▶ [Working data]

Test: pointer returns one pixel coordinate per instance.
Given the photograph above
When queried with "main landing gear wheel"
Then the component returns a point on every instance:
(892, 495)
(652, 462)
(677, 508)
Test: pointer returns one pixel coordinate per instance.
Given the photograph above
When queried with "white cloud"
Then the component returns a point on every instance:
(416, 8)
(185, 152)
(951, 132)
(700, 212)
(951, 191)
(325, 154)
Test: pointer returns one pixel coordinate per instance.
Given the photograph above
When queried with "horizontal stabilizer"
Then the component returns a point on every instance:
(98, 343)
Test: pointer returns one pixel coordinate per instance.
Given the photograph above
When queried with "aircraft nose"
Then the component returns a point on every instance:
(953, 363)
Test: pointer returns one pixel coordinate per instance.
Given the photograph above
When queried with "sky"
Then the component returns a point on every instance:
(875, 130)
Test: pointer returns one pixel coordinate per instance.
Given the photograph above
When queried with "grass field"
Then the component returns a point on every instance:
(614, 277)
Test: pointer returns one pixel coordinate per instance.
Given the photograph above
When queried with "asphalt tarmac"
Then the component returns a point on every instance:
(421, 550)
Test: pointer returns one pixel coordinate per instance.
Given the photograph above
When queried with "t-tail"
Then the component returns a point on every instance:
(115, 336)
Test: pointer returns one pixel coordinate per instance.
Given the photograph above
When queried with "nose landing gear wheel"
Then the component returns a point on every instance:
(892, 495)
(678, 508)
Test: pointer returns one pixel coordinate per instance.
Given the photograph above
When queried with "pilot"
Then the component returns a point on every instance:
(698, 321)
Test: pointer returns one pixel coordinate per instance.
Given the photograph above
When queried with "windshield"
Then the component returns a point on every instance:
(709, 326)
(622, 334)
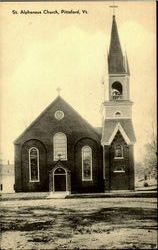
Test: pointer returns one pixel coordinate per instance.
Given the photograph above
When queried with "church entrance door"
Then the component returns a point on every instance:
(60, 180)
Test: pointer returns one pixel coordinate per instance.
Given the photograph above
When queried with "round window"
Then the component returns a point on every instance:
(59, 114)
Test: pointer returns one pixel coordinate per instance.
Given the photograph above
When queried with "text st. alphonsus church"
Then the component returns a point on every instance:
(60, 151)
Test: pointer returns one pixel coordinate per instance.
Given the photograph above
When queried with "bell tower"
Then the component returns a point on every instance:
(118, 136)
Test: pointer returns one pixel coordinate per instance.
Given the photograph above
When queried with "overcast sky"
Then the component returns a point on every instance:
(41, 52)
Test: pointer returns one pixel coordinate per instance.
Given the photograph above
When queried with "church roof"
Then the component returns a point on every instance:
(58, 103)
(115, 56)
(110, 125)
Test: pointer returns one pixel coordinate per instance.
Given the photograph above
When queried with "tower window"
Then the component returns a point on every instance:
(34, 164)
(118, 114)
(119, 169)
(116, 91)
(86, 163)
(118, 151)
(60, 147)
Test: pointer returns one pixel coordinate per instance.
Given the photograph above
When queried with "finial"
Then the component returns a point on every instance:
(113, 8)
(58, 90)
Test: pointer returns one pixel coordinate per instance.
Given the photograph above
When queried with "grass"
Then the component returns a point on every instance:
(99, 226)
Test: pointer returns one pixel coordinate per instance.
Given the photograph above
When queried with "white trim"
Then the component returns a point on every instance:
(118, 171)
(118, 127)
(60, 174)
(115, 118)
(90, 179)
(118, 111)
(54, 159)
(119, 157)
(38, 180)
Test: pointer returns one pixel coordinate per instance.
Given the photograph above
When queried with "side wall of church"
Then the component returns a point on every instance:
(41, 135)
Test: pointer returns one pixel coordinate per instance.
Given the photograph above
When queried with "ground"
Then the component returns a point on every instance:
(94, 223)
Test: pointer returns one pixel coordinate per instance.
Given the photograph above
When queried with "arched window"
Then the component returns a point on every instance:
(34, 164)
(117, 91)
(60, 147)
(118, 151)
(86, 163)
(118, 114)
(119, 169)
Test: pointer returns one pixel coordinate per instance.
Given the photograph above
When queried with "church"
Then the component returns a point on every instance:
(61, 152)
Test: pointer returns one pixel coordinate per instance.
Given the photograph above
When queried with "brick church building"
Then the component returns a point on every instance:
(60, 151)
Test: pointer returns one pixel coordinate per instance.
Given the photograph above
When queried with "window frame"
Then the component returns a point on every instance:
(38, 179)
(54, 147)
(122, 152)
(119, 171)
(91, 177)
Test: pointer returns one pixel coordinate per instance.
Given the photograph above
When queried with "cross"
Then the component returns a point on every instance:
(113, 6)
(58, 90)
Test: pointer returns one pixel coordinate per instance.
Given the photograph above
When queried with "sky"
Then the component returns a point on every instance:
(41, 52)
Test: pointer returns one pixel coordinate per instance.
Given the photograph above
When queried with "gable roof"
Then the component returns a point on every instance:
(61, 103)
(111, 126)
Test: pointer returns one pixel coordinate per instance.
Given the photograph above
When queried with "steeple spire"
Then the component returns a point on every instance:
(115, 57)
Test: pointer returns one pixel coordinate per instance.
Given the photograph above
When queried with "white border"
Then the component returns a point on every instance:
(38, 180)
(83, 179)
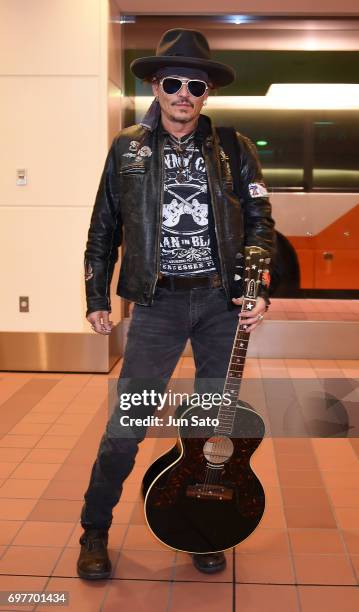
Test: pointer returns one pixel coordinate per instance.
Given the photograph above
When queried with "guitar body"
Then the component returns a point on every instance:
(202, 496)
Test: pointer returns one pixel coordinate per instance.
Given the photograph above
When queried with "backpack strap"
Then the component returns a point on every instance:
(229, 142)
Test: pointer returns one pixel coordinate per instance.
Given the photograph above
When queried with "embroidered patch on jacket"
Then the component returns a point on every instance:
(136, 152)
(266, 278)
(258, 190)
(88, 271)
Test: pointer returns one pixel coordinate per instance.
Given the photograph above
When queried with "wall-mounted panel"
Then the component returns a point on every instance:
(52, 127)
(49, 37)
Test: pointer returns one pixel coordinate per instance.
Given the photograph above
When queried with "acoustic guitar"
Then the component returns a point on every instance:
(202, 495)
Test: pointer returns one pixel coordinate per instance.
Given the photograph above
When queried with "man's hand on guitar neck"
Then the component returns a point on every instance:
(254, 317)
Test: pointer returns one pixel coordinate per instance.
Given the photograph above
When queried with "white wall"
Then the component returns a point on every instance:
(53, 122)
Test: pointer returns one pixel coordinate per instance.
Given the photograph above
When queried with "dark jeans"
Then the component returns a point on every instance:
(156, 339)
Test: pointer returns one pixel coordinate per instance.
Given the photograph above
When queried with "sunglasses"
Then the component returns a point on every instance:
(172, 85)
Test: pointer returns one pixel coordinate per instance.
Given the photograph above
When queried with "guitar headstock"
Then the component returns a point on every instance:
(256, 261)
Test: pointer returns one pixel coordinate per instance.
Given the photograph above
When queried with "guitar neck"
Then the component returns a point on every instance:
(239, 351)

▶ [Exercise description] Copy every record above exactly as written, but leave out the pictures.

▶ [Full answer]
Test: pointer returns one pixel coordinate per instance.
Given the photograph above
When queried with "main landing gear wheel"
Then the component returns a point on every instance:
(892, 495)
(652, 462)
(677, 508)
Test: pointer returns one pixel coordinate per instance.
Given the photograph above
When queried with "white cloud"
Then the component returns a point on every instance:
(416, 8)
(185, 152)
(951, 132)
(700, 212)
(951, 191)
(325, 154)
Test: pointer returns one pixel coordinate per instance.
Given the photograph above
When queried with "horizontal stabilizer"
Then the component returns a point on every instance:
(98, 343)
Test: pointer returns one pixel coordinate per instance.
Given the photograph above
When queried with "aircraft nose"
Then the component returns a point on every instance:
(953, 363)
Test: pointer returns one pixel coordinate per instance.
Given the photograph above
When queried with "sky"
Then the component returns a point on every instance:
(875, 130)
Test: pointer returns one pixel coordinate per instance.
Given the photograph above
When queried with "grass field"
Then the component returns a point on every instance:
(614, 277)
Test: pointer returns one pixel coordinate per instance.
Given the photograph above
When queried with "asphalt tarmac"
Then the component returns a point on every instance:
(421, 550)
Test: pointer returns one pixel coordinate per instance.
Given the photograph above
When queried with "t-tail"
Then the component returns a point on every instance:
(115, 336)
Test: pointer returns one pixel coordinate per instance.
Given the photograph above
When queried with "nose landing gear wheel"
Then the component returns a point on every instance:
(892, 495)
(678, 508)
Test: pointer returns one pixel coordinate per instance.
Given the photograph above
When queried with "pilot"
Then the component returns a point on every instance:
(698, 321)
Test: pointer returns one pixel coordinate per instance.
Given the photograph above
When queried with "windshield"
Then the component returns a point on every instance:
(709, 326)
(622, 334)
Test: pointer returns one pixel coordinate per instance.
Given the photograph above
When queried with "church entrance door"
Then the component returns a point on every instance:
(60, 180)
Test: pointer returns one pixel coordinate per instance.
Given the photograph above
When queried with "round window"
Then the component returns a point on every instance:
(59, 114)
Test: pointer returns one pixel coordinate per instance.
Given the photograph above
When queried with "text st. alphonsus church"
Then the component returns a point on every instance:
(60, 151)
Test: pointer returns one pixel coordinate per instance.
Given the photograph above
When queried with "bell tower"
Then the component returns a point on every instance:
(118, 136)
Test: pointer returns one pixel coordinate per instance.
Given the photograph above
When queried with "overcast sky"
Then the component returns a point on every instance:
(41, 52)
Test: pointer returns one pixel coordinate per instance.
Given the photograph above
When queried with "church roof"
Then the component returns a point on every instance:
(58, 103)
(115, 56)
(110, 125)
Test: pointer returns one pixel coordinate per instance.
Given the photograph above
When queried with "tower window"
Then the component returns a point on every instance:
(34, 164)
(118, 114)
(119, 169)
(116, 91)
(86, 163)
(118, 151)
(60, 147)
Test: pointer returns one pixel coordinate per instance.
Given the photograph above
When queried with "finial"
Then the component returns a point on every instance:
(113, 8)
(58, 90)
Test: pointer returns one pixel coordinate per instance.
Given the photograph above
When queried with "grass"
Then the component returns a point on every instance:
(99, 226)
Test: pointer returns one pixel coordinate per instance.
Given the photograph above
When queried with "white trim"
Then the component returns a point on every instance:
(118, 171)
(118, 127)
(60, 174)
(115, 118)
(90, 179)
(118, 111)
(54, 159)
(119, 157)
(38, 180)
Test: pointer returns one pixel coordinate per instance.
Given the photograph above
When queried with "side wall of church"
Then the component returns a point on every instance:
(41, 135)
Test: pointer returns one pixel coordinate per instance.
Given the photograph above
When queried with "ground"
Then the component returns a point on every instance:
(94, 223)
Test: pointer returns one pixel coordinate per instance.
Given the photograph above
When queried with "arched window"
Then the component returns a point on every instance:
(34, 164)
(117, 91)
(60, 147)
(118, 151)
(86, 163)
(118, 114)
(119, 169)
Test: pointer returns one pixel coordinate per instance.
Given the photograph above
When queried with "church"
Then the component returns a point on every instance:
(61, 152)
Test: pointer returns one pixel coordinate per instance.
Given the photograph above
When queried with "brick church building"
Then the component returns a point on every instance:
(60, 151)
Test: pointer returns one pixel coordinate per instance.
Given the photograph above
When queried with "window frame"
Then the component returns a point on every instance:
(38, 179)
(54, 147)
(122, 152)
(119, 171)
(91, 177)
Test: pointer returns one pixel coordinate per instance.
Given the photograph above
When queried with "cross"
Then the component returns a point on every instance:
(113, 6)
(58, 90)
Test: pointer returns one pixel coordinate per instance.
Given the photograph above
When queried with "sky"
Then the component returns a point on every instance:
(41, 52)
Test: pointer returns one pixel coordinate per instance.
Given the photograph above
When queried with "gable roof"
Then the component returns a point on every instance:
(61, 103)
(111, 126)
Test: pointer returns one pixel coordinate per instance.
Given the photograph above
When queried with "steeple spire"
Then the component returns a point on every instance:
(115, 57)
Test: pointer returns one pixel coordinate per instance.
Given the photograph above
When queried with "white border"
Then the component returns a point on every instance:
(38, 180)
(83, 179)
Test: pointer returns one pixel coordinate per instance.
Given the photograph above
When queried with "guitar body"
Then the component returns a point on every instance:
(202, 496)
Test: pointer returns one pixel coordinate per instance.
Given the photograph above
When queried with "backpack strap"
Then the component returns a point on every instance:
(229, 142)
Test: pointer returns one pixel coordinate per instance.
Given the photograph above
When queried with "embroidered patch on jacket"
Then the component returns a point on every instance:
(136, 152)
(266, 278)
(258, 190)
(88, 271)
Test: pointer returns one pixel coordinate per instance.
Given the photograph above
When queried with "wall-mounted panel"
Then the component returns a point on every instance:
(52, 127)
(49, 37)
Test: pointer returns one pixel coordinate per instance.
Given the photograph above
When queried with "acoustic guitar"
Then the component returns a point on every instance:
(202, 495)
Test: pointer returns one pixel coordinate per instance.
Given the photograph above
When queried with "man's hand on guitar neck"
Then the component returns a point on every instance:
(254, 317)
Test: pointer returns one pixel coordinate per instance.
Given the photograph above
When queried with "white wall"
Then the component returns a point on every instance:
(53, 122)
Test: pointer returns one pixel coordinate per instance.
Given the photograph above
When queried with "dark jeans"
Then the component returns a point on every instance:
(156, 339)
Test: pointer returns one pixel coordinate per instance.
Given the photograph above
When queried with "sunglasses"
Then the component returns a point on every instance:
(172, 85)
Test: pointer returns one pixel coordinate per instance.
Given the photograph above
When queried with "guitar headstock"
Then the component returns a point on every instance:
(256, 261)
Test: pointer returns one pixel coordinate per instance.
Given the photograph above
When queried with "guitar neck"
Then the component returns a point on every instance:
(239, 351)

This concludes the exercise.